* _Required work_
Copy every one of the entries below word for word, leaving out the pictures.

══ Dataset extract

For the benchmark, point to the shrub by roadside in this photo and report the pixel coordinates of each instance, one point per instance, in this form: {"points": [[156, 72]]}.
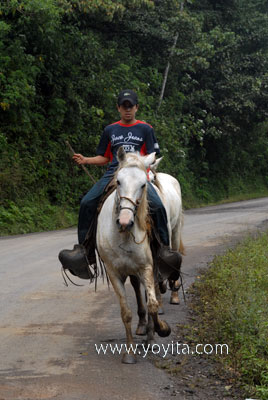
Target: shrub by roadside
{"points": [[230, 304], [31, 217]]}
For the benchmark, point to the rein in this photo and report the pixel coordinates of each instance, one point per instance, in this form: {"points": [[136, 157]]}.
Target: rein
{"points": [[135, 204]]}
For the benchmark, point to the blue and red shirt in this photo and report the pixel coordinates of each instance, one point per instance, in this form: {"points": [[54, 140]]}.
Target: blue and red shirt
{"points": [[139, 137]]}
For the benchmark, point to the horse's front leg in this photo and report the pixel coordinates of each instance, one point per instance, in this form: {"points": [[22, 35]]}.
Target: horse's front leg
{"points": [[174, 296], [142, 324], [161, 327], [119, 288]]}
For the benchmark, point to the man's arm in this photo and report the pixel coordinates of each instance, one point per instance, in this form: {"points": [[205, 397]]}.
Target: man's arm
{"points": [[98, 160]]}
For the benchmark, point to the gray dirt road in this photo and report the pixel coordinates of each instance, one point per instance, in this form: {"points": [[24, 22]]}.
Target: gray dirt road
{"points": [[48, 332]]}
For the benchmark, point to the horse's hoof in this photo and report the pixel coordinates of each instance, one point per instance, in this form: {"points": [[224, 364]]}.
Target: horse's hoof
{"points": [[174, 298], [149, 343], [161, 311], [164, 330], [141, 330], [162, 287], [129, 358]]}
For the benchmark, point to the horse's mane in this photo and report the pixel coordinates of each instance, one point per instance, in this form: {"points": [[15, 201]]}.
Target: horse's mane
{"points": [[134, 160]]}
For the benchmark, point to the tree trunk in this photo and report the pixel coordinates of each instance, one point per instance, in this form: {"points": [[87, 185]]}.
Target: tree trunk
{"points": [[168, 64]]}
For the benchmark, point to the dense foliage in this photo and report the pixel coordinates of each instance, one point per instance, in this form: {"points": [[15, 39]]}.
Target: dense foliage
{"points": [[231, 307], [62, 63]]}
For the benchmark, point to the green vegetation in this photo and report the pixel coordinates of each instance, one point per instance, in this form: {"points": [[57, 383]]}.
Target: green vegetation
{"points": [[62, 63], [231, 307]]}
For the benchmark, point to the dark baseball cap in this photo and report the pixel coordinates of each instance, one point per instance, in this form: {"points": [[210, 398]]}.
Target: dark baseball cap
{"points": [[127, 95]]}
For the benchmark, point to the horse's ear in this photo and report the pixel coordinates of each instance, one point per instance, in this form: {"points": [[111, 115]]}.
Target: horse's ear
{"points": [[121, 154], [148, 160]]}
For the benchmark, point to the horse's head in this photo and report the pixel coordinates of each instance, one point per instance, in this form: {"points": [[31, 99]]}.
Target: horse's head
{"points": [[131, 179]]}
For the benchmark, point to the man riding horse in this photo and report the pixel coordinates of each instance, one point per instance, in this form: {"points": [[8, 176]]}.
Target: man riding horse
{"points": [[134, 136]]}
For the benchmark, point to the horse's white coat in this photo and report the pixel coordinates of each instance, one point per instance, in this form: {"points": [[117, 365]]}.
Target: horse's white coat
{"points": [[126, 253]]}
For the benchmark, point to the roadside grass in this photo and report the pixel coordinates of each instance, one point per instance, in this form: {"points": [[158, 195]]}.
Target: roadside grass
{"points": [[230, 303], [37, 214], [192, 202], [41, 216]]}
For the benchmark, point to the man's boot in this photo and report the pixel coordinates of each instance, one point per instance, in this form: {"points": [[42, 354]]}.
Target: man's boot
{"points": [[78, 262]]}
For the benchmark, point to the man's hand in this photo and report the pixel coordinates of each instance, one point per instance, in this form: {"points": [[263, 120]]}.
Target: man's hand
{"points": [[98, 160], [79, 159]]}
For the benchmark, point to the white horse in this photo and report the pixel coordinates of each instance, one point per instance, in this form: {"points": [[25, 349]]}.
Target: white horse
{"points": [[123, 241], [171, 198]]}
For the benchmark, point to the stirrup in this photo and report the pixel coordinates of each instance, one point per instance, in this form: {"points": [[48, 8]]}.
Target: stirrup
{"points": [[78, 262]]}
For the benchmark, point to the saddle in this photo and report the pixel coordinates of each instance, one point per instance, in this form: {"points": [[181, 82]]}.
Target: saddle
{"points": [[81, 260]]}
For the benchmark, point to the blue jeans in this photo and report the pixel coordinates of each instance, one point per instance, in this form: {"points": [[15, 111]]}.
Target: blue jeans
{"points": [[89, 205]]}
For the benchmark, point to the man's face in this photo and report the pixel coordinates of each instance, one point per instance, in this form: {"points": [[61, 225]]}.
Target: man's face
{"points": [[127, 111]]}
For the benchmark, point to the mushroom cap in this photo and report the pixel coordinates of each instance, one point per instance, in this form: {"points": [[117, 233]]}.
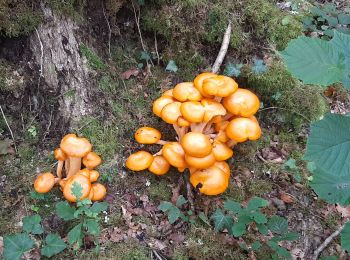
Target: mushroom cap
{"points": [[83, 181], [75, 146], [186, 91], [213, 180], [44, 182], [174, 154], [242, 103], [160, 103], [98, 192], [200, 162], [60, 155], [171, 112], [139, 161], [212, 109], [92, 160], [242, 129], [192, 111], [220, 86], [221, 151], [198, 82], [196, 144], [159, 166], [147, 135]]}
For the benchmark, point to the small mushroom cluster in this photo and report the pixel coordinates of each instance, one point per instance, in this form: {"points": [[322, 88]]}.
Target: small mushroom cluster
{"points": [[210, 115], [72, 153]]}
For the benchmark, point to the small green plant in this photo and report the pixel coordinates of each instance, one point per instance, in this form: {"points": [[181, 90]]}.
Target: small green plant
{"points": [[236, 219]]}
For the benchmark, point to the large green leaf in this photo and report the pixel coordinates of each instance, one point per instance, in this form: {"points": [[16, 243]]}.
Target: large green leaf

════

* _Correct answer_
For the benchmark, point to the shrub by roadside in this photo and report the pixel coordinates of each instance, one point per instance, in this form: {"points": [[156, 72]]}.
Target: shrub by roadside
{"points": [[230, 304], [31, 217]]}
For the benchmark, point to the rein in this photo and report the pixel coordinates of each instance, one point per instance, in this form: {"points": [[136, 157]]}.
Target: rein
{"points": [[135, 204]]}
For the benchmark, point to the blue and red shirt in this photo and report the pixel coordinates of each instance, one point per instance, in this form: {"points": [[54, 140]]}.
Target: blue and red shirt
{"points": [[139, 137]]}
For the benchmark, point to the horse's front leg in this photo and report the pixel coordinates of each instance, one point per instance, in this form: {"points": [[22, 35]]}.
Target: horse's front leg
{"points": [[174, 296], [142, 324], [161, 327], [119, 288]]}
For the benchmark, point to the man's arm in this photo and report the pixel coordinates of each instance, one point per instance, in this form: {"points": [[205, 397]]}.
Target: man's arm
{"points": [[98, 160]]}
For the benchmark, point to the gray dirt road in this photo and report the pixel coordinates of each instance, one point per instance, in this form: {"points": [[24, 22]]}.
Target: gray dirt road
{"points": [[48, 332]]}
For the benchmark, point to the horse's hoof in this photo and report the pixel coordinates of each instance, one point per instance, in this form: {"points": [[224, 364]]}.
Target: horse's hoof
{"points": [[174, 298], [149, 343], [161, 311], [164, 330], [141, 330], [162, 287], [129, 358]]}
For the benchmark, point to the horse's mane in this photo and report the pixel coordinates of each instance, one point per instance, in this form: {"points": [[15, 201]]}.
Target: horse's mane
{"points": [[134, 160]]}
For the benchmark, point to the tree trunk in this photo and report the pixel coordinates of each instance, one point per instance, in this form: {"points": [[87, 185]]}.
Target: tree trunk
{"points": [[168, 64]]}
For the benchmark, point to the dense foliage in this photo and report the pixel coordinates of each instance, one point per instance, in this form: {"points": [[15, 39]]}.
Target: dense foliage
{"points": [[231, 307], [62, 63]]}
For the benchmark, point to the green vegetation in this photo and report the pixel coordinates of each instance, one point per instance, in this form: {"points": [[57, 383]]}.
Target: green vegetation
{"points": [[62, 63], [231, 307]]}
For the benchmark, point to the dark baseball cap in this photo and report the pixel coordinates of each instance, one point per instance, in this form: {"points": [[210, 398]]}.
Target: dark baseball cap
{"points": [[127, 95]]}
For the benchmark, point to the horse's ear in this photo and report the pixel coordinates of each instance, one point per instance, in this form: {"points": [[111, 115]]}.
Target: horse's ear
{"points": [[121, 154], [148, 160]]}
For the benchmark, point to the horse's head in this photo and report the pixel coordinates of each instance, one point per instance, in this form: {"points": [[31, 99]]}.
Target: horse's head
{"points": [[131, 179]]}
For the benchmark, point to the man riding horse in this photo and report the pixel coordinates of each instance, one point per instance, in this form: {"points": [[8, 176]]}.
Target: man riding horse
{"points": [[134, 136]]}
For the benchmark, point to the horse's white coat in this photo and report the pixel coordinates of each instance, one point per instance, in this form: {"points": [[117, 365]]}.
Target: horse's white coat
{"points": [[126, 253]]}
For the benchmark, point to the roadside grass in this photo and report the pixel coordinates of each instance, one point per instance, in this form: {"points": [[158, 195]]}.
Target: roadside grass
{"points": [[230, 303], [37, 214], [192, 202], [41, 216]]}
For the benchmark, point to the man's boot in this photo and report the pixel coordinates of each instance, one point per instance, in this form: {"points": [[42, 354]]}.
Target: man's boot
{"points": [[78, 262]]}
For the benchmark, point to the man's hand in this photo and report the pixel coordinates of each instance, one point per instance, in this form: {"points": [[263, 120]]}.
Target: man's hand
{"points": [[98, 160], [79, 159]]}
For the benchmark, point to the white horse in this photo and report the pixel coordinates of each instance, one point per instance, in this form: {"points": [[25, 349]]}.
Target: white horse
{"points": [[123, 241], [171, 198]]}
For the benchmark, point to the stirrup in this photo and report the pixel coordinates of each instance, one point per instance, in this form: {"points": [[48, 8]]}.
Target: stirrup
{"points": [[78, 262]]}
For the benchmark, point to the saddle in this photo and report the pixel coordinates of each instance, one point per instance, in this form: {"points": [[181, 82]]}.
Target: saddle
{"points": [[81, 260]]}
For the benchmark, point to the blue jeans in this photo and report the pixel coordinates of each instance, one point per instance, in this form: {"points": [[15, 111]]}.
Target: blue jeans
{"points": [[89, 205]]}
For the benchmark, point to the man's face in this photo and report the pixel coordinates of each instance, one point per instance, in this form: {"points": [[61, 225]]}.
Target: man's face
{"points": [[127, 111]]}
For the benchmark, point to the mushroom cap in this photo and report the pixel coordinates of each instance, one point per instance, in this form: {"points": [[117, 233]]}.
Target: mushroom cap
{"points": [[83, 181], [75, 146], [186, 91], [213, 180], [44, 182], [174, 154], [242, 103], [160, 103], [98, 192], [200, 162], [60, 155], [171, 112], [139, 161], [212, 109], [92, 160], [242, 129], [192, 111], [220, 86], [221, 151], [198, 82], [196, 144], [159, 166], [147, 135]]}
For the benchmark, point to the small mushroom cluster in this photo and report the pixel coordinates of each instance, one point per instance, in this form: {"points": [[322, 88]]}.
Target: small mushroom cluster
{"points": [[210, 115], [72, 153]]}
For the benchmark, point to the small green plant in this photo and report the pixel coordinates of each instance, one point per instance, in this form: {"points": [[181, 90]]}.
Target: small green plant
{"points": [[236, 219]]}
For the benchmark, point to the large green leaf in this photo and report the pixel coordinates of each instance, one point per instance, in this form: {"points": [[16, 243]]}.
Target: large green leaf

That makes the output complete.